*** INPUT DATA ***

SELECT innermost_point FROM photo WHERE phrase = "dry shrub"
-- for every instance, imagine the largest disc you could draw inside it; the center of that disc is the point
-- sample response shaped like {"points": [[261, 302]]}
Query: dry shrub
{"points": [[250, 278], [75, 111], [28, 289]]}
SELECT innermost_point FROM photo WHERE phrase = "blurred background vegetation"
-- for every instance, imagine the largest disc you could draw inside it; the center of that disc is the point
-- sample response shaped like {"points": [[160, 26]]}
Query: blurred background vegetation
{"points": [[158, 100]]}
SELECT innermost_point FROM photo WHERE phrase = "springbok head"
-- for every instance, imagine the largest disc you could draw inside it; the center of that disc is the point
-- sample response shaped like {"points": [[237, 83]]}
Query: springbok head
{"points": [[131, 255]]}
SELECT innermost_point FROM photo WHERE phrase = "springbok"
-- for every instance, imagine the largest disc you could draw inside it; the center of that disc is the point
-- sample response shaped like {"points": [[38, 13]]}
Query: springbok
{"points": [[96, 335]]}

*** End of INPUT DATA ***
*** INPUT DATA ***

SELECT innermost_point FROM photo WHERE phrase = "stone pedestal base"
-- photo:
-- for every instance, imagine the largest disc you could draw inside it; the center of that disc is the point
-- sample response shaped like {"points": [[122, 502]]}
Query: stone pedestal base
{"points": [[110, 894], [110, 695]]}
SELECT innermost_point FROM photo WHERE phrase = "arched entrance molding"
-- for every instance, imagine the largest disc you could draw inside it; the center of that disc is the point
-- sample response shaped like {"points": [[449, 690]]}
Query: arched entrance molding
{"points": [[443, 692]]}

*** End of INPUT DATA ***

=== TO DO ===
From the entries, report every line in which the string "sample" occurs.

=== SOLUTION TO THIS EXERCISE ===
-- sample response shaped like {"points": [[261, 302]]}
-- sample response shaped like {"points": [[160, 26]]}
-- sample response shaped like {"points": [[237, 83]]}
-- sample response shaped like {"points": [[38, 13]]}
-- sample response shaped like {"points": [[122, 502]]}
-- sample response shaped like {"points": [[449, 690]]}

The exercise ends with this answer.